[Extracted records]
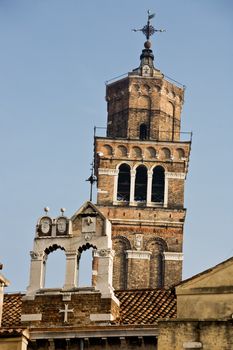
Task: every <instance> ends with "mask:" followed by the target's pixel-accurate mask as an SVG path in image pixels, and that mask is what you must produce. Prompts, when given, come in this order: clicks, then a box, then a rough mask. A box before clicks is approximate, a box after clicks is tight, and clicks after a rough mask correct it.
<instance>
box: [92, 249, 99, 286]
mask: <svg viewBox="0 0 233 350" xmlns="http://www.w3.org/2000/svg"><path fill="white" fill-rule="evenodd" d="M98 259H99V258H98V257H97V256H94V254H93V259H92V283H91V284H92V287H95V286H96V283H97V274H98Z"/></svg>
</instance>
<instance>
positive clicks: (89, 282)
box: [77, 243, 96, 287]
mask: <svg viewBox="0 0 233 350" xmlns="http://www.w3.org/2000/svg"><path fill="white" fill-rule="evenodd" d="M94 249H96V247H95V246H93V245H91V244H89V243H87V244H86V245H83V246H82V247H79V249H78V252H79V254H78V257H77V259H78V264H77V268H78V273H77V278H78V281H77V282H78V283H77V285H78V287H92V286H93V283H92V282H93V281H92V276H93V269H94V267H93V251H94Z"/></svg>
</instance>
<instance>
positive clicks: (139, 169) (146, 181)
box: [134, 165, 147, 202]
mask: <svg viewBox="0 0 233 350" xmlns="http://www.w3.org/2000/svg"><path fill="white" fill-rule="evenodd" d="M146 196H147V168H146V167H145V166H144V165H139V166H138V167H137V169H136V178H135V193H134V200H135V201H137V202H145V201H146Z"/></svg>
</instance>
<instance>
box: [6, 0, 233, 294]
mask: <svg viewBox="0 0 233 350" xmlns="http://www.w3.org/2000/svg"><path fill="white" fill-rule="evenodd" d="M147 9H151V10H152V11H155V12H156V17H155V19H154V20H153V24H154V26H155V27H156V28H165V29H166V32H165V33H161V34H158V35H157V36H154V37H153V51H154V54H155V64H156V67H157V68H159V69H160V70H161V71H162V72H163V73H164V74H166V75H167V76H169V77H172V78H174V79H176V80H178V81H179V82H181V83H183V84H185V85H186V86H187V89H186V95H185V106H184V110H183V131H190V130H192V131H193V133H194V137H193V144H192V154H191V161H190V168H189V175H188V179H187V184H186V196H185V206H186V207H187V209H188V210H187V218H186V225H185V236H184V254H185V260H184V278H186V277H189V276H191V275H193V274H195V273H198V272H200V271H201V270H204V269H206V268H208V267H210V266H212V265H214V264H217V263H218V262H220V261H222V260H224V259H226V258H228V257H230V256H232V255H233V238H232V237H233V222H232V221H233V220H232V198H233V186H232V173H233V156H232V150H233V138H232V129H233V121H232V110H233V93H232V81H233V73H232V62H233V45H232V37H233V3H232V1H231V0H221V1H219V0H176V1H174V0H158V1H147V0H145V1H138V0H124V1H123V0H118V1H113V0H108V1H107V0H99V1H96V2H95V1H92V2H91V1H85V2H84V1H78V0H33V1H31V0H0V51H1V54H0V119H1V128H0V147H1V152H0V160H1V171H0V182H1V186H0V199H1V202H0V203H1V208H0V219H1V223H2V224H1V229H0V235H1V237H0V242H1V244H0V261H1V262H2V263H3V264H4V270H3V273H4V275H5V276H6V277H7V278H8V279H10V281H11V286H10V287H9V288H8V291H16V290H25V289H26V286H27V284H28V275H29V265H30V257H29V251H30V250H32V244H33V238H34V232H35V225H36V222H37V219H38V217H39V216H41V215H42V214H43V208H44V207H45V206H49V207H50V208H51V211H50V214H51V215H52V216H54V217H56V216H58V215H59V209H60V208H61V207H65V208H67V212H66V214H67V215H68V216H71V215H72V214H73V213H74V212H75V211H76V210H77V209H78V208H79V207H80V206H81V204H82V203H83V202H84V201H85V200H86V199H88V196H89V187H88V184H87V183H86V182H85V179H86V178H87V177H88V176H89V169H90V165H89V164H90V162H91V160H92V152H93V127H94V125H97V126H105V124H106V115H107V113H106V103H105V99H104V97H105V81H106V80H109V79H111V78H113V77H116V76H118V75H121V74H123V73H126V72H128V71H131V70H132V69H134V68H136V67H137V66H138V64H139V56H140V53H141V50H142V48H143V42H144V37H143V36H142V34H141V33H134V32H132V31H131V29H132V28H141V27H142V26H143V25H144V24H145V22H146V11H147Z"/></svg>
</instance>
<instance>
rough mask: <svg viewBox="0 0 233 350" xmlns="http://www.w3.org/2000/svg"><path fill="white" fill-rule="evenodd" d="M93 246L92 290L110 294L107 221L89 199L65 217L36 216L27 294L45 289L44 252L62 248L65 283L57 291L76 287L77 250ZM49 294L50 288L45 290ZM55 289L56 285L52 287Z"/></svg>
mask: <svg viewBox="0 0 233 350" xmlns="http://www.w3.org/2000/svg"><path fill="white" fill-rule="evenodd" d="M90 247H93V261H94V260H95V262H96V263H95V266H96V267H97V268H95V271H93V273H94V274H95V284H94V285H93V288H94V290H99V291H100V292H101V294H102V297H110V296H112V295H113V288H112V270H113V256H114V252H113V250H112V240H111V223H110V221H109V220H108V219H107V218H105V217H104V216H103V214H102V213H100V212H99V210H98V209H97V208H96V206H95V205H94V204H92V203H91V202H86V203H85V204H84V205H83V206H82V207H81V208H80V209H79V210H78V211H77V212H76V213H75V214H74V215H73V216H72V218H71V219H68V218H66V217H64V216H60V217H59V218H57V219H53V218H50V217H48V216H44V217H42V218H40V219H39V221H38V224H37V228H36V236H35V238H34V247H33V251H31V253H30V254H31V269H30V283H29V286H28V288H27V295H28V296H30V295H31V296H32V295H35V294H36V293H40V292H41V291H43V293H46V291H47V290H46V289H45V288H44V276H45V269H46V260H47V257H48V254H50V253H52V252H53V251H54V250H56V249H62V250H64V251H65V255H66V275H65V284H64V286H63V288H62V290H61V291H64V292H67V291H68V290H73V291H74V290H76V289H78V285H77V280H78V278H77V273H78V263H79V260H80V259H79V258H80V254H81V253H82V251H83V250H85V249H88V248H90ZM48 292H49V293H50V294H51V292H52V290H51V289H50V290H48ZM56 292H57V289H56Z"/></svg>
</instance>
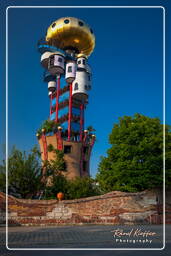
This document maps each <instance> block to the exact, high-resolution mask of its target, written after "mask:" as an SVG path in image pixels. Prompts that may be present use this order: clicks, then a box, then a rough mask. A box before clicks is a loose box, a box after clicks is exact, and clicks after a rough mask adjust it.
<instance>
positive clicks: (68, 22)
mask: <svg viewBox="0 0 171 256" xmlns="http://www.w3.org/2000/svg"><path fill="white" fill-rule="evenodd" d="M46 41H47V42H48V43H49V44H52V45H54V46H56V47H57V48H60V49H62V50H66V49H76V51H77V53H81V54H85V55H86V56H89V55H90V54H91V53H92V52H93V49H94V47H95V36H94V34H93V31H92V29H91V28H90V27H89V26H88V25H87V24H85V22H84V21H82V20H80V19H77V18H73V17H65V18H60V19H58V20H56V21H54V22H53V23H52V24H51V25H50V27H49V28H48V30H47V34H46Z"/></svg>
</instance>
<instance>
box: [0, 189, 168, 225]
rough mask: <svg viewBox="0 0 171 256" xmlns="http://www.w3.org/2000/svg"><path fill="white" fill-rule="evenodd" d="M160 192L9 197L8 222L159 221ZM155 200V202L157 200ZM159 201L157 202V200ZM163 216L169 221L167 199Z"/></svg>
mask: <svg viewBox="0 0 171 256" xmlns="http://www.w3.org/2000/svg"><path fill="white" fill-rule="evenodd" d="M161 198H162V197H161V194H157V193H156V192H155V191H143V192H139V193H125V192H119V191H113V192H110V193H107V194H104V195H101V196H94V197H88V198H82V199H75V200H63V201H61V202H58V201H57V200H29V199H17V198H15V197H13V196H9V197H8V205H9V207H8V210H9V224H17V225H51V224H52V225H58V224H82V223H94V224H148V223H150V224H160V223H162V216H163V215H162V204H161ZM157 202H158V203H157ZM159 202H160V203H159ZM0 215H1V216H0V223H4V222H5V194H3V193H0ZM166 217H167V218H166V219H167V221H166V222H167V223H171V204H170V202H166Z"/></svg>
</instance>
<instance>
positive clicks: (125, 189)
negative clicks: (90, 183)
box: [97, 114, 171, 192]
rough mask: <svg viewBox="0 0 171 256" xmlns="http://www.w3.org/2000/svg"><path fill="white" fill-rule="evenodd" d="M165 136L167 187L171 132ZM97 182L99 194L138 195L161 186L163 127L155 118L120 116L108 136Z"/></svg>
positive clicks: (155, 118)
mask: <svg viewBox="0 0 171 256" xmlns="http://www.w3.org/2000/svg"><path fill="white" fill-rule="evenodd" d="M165 133H166V154H165V157H166V185H167V186H169V184H171V179H170V177H171V175H170V173H171V132H170V127H169V126H167V125H166V126H165ZM109 143H110V144H111V148H109V149H108V151H107V156H106V157H102V158H101V161H100V164H99V169H98V173H97V180H98V182H99V184H100V187H101V188H102V189H103V191H105V192H106V191H111V190H121V191H130V192H134V191H142V190H145V189H151V188H159V187H162V185H163V125H162V124H160V120H159V119H158V118H149V117H146V116H143V115H140V114H135V115H134V116H133V117H131V116H124V117H122V118H120V119H119V123H118V124H115V125H114V127H113V129H112V133H111V134H110V136H109Z"/></svg>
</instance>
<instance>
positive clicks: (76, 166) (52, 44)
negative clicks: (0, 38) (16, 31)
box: [37, 17, 95, 179]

**What this task involves**
Reply with an exact copy of the lines running from the one containing "positive clicks: (76, 166) (52, 44)" through the end of the entries above, both ends included.

**Written response**
positive clicks: (76, 166) (52, 44)
negative clicks: (0, 38) (16, 31)
box: [37, 17, 95, 179]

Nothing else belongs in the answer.